- [PROVIDED DATA]
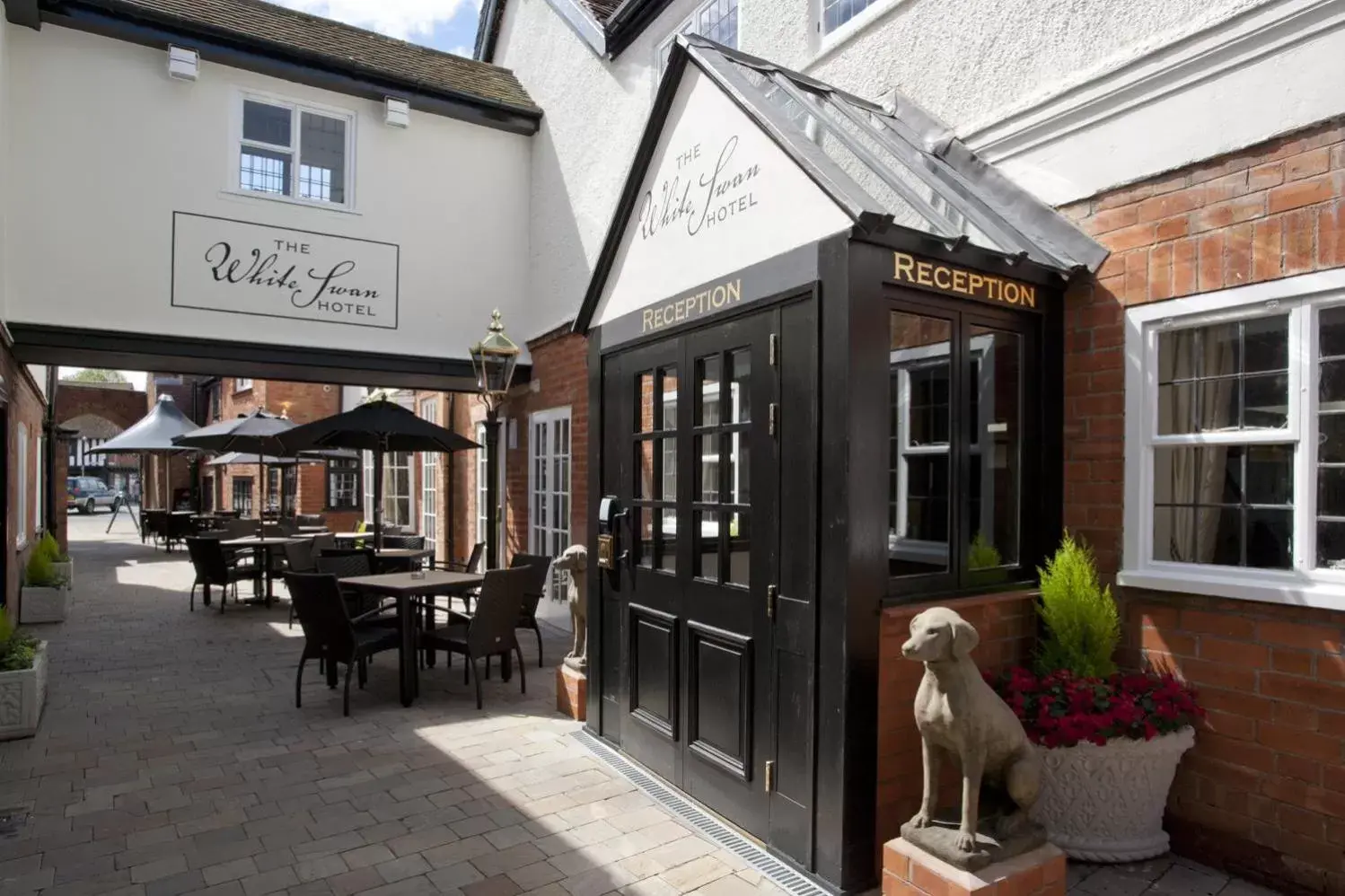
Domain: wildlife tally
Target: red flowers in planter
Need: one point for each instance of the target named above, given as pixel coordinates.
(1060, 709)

--

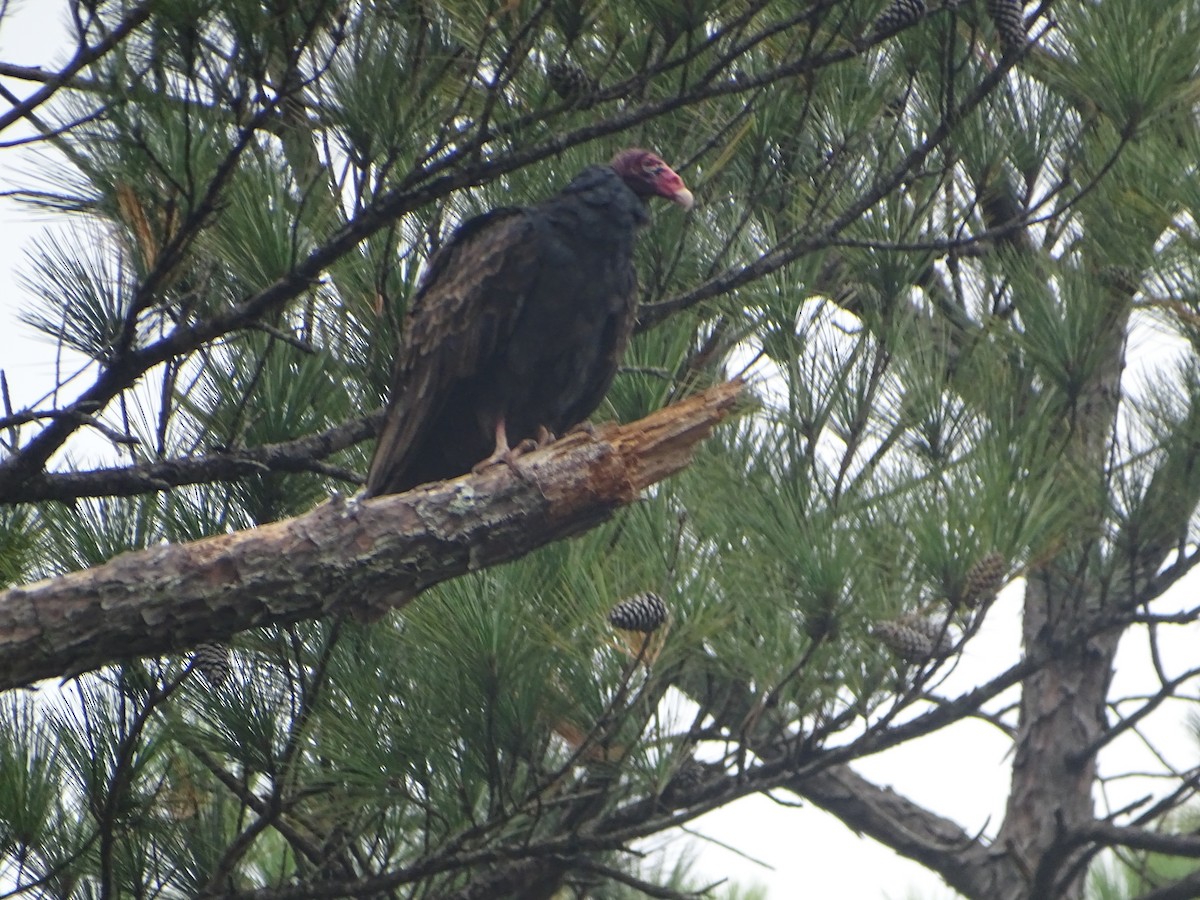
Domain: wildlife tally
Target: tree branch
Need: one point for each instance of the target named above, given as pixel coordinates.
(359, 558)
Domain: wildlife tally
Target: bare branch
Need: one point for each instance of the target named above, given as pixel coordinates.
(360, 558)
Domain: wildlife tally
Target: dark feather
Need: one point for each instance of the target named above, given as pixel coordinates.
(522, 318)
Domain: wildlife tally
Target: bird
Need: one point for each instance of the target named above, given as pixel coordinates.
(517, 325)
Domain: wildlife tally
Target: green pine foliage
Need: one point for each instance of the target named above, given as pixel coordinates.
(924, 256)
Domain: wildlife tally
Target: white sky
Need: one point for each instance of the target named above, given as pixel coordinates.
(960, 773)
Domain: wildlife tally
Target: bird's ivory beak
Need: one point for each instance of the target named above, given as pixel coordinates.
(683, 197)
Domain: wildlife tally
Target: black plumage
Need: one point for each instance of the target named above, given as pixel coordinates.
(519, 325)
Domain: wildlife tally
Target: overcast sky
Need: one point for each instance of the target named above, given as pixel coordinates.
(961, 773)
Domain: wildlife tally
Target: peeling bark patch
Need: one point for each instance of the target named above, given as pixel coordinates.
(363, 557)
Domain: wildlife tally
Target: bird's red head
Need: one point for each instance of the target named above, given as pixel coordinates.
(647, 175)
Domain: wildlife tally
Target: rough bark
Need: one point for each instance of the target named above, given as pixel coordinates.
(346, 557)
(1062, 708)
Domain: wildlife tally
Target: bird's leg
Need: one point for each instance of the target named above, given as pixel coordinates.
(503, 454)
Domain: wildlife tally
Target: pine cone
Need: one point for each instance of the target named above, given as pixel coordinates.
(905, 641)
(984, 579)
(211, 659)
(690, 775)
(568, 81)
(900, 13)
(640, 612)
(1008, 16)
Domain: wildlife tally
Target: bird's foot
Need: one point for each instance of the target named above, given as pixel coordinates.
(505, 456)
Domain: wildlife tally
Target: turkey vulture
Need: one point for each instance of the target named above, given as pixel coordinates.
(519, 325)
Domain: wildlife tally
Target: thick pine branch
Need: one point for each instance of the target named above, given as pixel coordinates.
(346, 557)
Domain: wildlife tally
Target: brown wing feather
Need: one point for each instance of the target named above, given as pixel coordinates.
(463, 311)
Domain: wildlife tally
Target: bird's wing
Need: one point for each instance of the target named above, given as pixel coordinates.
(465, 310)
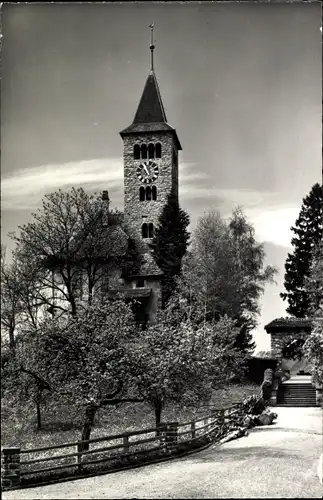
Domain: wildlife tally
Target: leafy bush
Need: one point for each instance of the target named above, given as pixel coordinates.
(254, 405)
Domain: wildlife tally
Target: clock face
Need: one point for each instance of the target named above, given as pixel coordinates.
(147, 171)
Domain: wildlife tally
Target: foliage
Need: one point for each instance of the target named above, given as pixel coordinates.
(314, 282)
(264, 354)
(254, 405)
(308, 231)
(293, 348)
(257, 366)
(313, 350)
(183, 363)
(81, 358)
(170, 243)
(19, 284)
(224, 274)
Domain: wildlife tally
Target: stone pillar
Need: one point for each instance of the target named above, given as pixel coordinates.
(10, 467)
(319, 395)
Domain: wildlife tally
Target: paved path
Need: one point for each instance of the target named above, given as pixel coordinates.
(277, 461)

* * *

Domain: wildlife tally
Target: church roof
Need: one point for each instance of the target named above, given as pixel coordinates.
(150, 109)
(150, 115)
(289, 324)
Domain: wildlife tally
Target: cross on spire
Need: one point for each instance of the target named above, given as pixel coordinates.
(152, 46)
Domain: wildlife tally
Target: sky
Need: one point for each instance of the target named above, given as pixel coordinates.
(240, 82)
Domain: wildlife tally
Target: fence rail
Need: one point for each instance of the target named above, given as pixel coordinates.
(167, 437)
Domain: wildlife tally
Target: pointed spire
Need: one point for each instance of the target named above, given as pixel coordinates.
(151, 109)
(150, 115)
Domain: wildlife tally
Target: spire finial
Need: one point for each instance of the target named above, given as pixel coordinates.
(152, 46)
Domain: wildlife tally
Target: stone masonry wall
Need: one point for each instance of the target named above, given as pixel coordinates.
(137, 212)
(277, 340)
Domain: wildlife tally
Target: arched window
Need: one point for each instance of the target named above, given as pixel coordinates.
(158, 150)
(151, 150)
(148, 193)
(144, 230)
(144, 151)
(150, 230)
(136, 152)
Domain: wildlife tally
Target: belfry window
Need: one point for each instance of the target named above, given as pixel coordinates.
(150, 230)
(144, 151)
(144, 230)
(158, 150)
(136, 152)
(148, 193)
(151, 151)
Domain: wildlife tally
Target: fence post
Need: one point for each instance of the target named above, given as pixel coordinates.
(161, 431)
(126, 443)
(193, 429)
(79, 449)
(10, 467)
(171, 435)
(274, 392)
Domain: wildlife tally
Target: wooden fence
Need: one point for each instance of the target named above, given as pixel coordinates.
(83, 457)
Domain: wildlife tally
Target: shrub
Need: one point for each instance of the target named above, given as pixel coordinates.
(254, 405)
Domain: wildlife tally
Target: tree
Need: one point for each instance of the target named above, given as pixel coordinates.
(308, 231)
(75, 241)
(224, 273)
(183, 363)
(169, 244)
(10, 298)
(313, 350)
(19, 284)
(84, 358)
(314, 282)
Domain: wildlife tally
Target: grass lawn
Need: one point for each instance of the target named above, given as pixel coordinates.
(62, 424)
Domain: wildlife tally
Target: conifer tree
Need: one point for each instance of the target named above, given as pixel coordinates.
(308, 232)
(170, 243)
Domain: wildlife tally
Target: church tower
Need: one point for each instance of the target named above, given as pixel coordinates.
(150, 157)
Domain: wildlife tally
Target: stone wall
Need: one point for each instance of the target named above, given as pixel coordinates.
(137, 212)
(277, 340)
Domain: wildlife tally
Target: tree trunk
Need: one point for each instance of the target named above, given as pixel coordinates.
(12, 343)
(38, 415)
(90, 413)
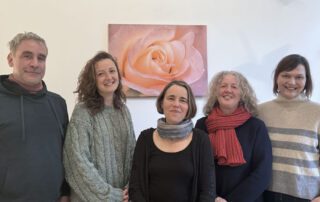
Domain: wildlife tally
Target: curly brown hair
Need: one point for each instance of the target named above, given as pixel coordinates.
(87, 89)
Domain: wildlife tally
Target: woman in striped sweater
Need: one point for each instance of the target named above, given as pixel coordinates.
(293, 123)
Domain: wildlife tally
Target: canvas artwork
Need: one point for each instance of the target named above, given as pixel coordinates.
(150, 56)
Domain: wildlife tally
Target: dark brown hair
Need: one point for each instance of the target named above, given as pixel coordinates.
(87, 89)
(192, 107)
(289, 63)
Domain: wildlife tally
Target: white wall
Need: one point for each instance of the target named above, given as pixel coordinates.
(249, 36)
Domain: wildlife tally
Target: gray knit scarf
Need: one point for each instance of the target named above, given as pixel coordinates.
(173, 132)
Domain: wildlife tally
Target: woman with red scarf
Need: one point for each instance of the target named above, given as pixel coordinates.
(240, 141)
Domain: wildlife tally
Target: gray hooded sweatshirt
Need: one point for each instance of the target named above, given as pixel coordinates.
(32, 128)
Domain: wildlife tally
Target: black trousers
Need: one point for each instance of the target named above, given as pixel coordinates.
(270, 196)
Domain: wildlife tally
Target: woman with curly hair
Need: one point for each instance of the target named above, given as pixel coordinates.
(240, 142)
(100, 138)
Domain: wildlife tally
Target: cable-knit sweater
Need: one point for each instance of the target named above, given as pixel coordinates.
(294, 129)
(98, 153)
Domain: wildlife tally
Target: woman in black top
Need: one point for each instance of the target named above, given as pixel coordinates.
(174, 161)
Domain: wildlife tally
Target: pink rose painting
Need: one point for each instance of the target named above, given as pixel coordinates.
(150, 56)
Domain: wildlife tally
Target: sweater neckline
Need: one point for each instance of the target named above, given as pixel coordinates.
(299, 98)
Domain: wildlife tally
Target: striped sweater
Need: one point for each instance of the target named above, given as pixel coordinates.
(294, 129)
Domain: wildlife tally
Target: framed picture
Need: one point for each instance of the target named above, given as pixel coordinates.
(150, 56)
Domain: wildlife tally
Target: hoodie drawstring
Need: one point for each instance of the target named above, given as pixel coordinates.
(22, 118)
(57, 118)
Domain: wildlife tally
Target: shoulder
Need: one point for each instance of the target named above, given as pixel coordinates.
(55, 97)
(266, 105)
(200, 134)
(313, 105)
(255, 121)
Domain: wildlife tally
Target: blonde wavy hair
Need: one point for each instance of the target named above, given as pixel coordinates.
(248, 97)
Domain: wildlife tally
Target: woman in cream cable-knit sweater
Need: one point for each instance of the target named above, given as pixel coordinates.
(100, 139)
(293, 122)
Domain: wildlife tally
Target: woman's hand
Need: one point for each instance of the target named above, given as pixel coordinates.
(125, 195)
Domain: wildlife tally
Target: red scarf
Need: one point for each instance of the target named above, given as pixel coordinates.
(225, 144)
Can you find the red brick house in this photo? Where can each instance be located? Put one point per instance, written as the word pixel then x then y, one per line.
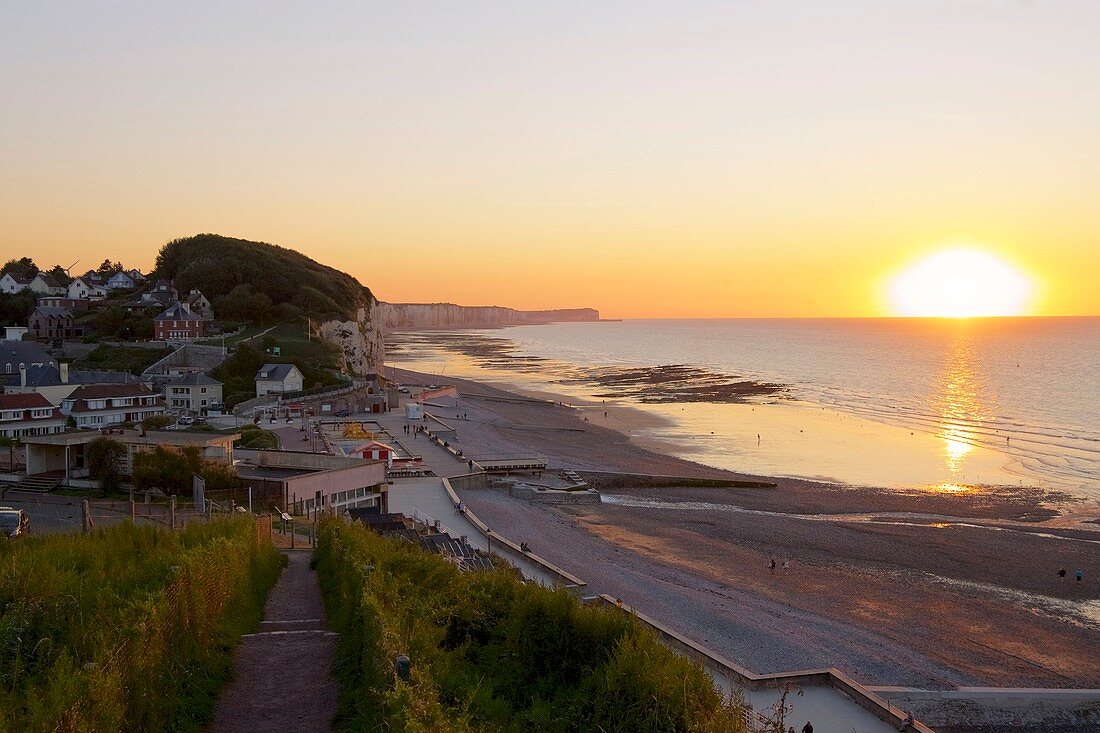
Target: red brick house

- [REQUIREMENT]
Please list every line of the items above that contains the word "wing", copying each line in full. Case counts.

- [RESPONSE TO THE EXERCISE]
Target: brown wing feather
Target: bird's wing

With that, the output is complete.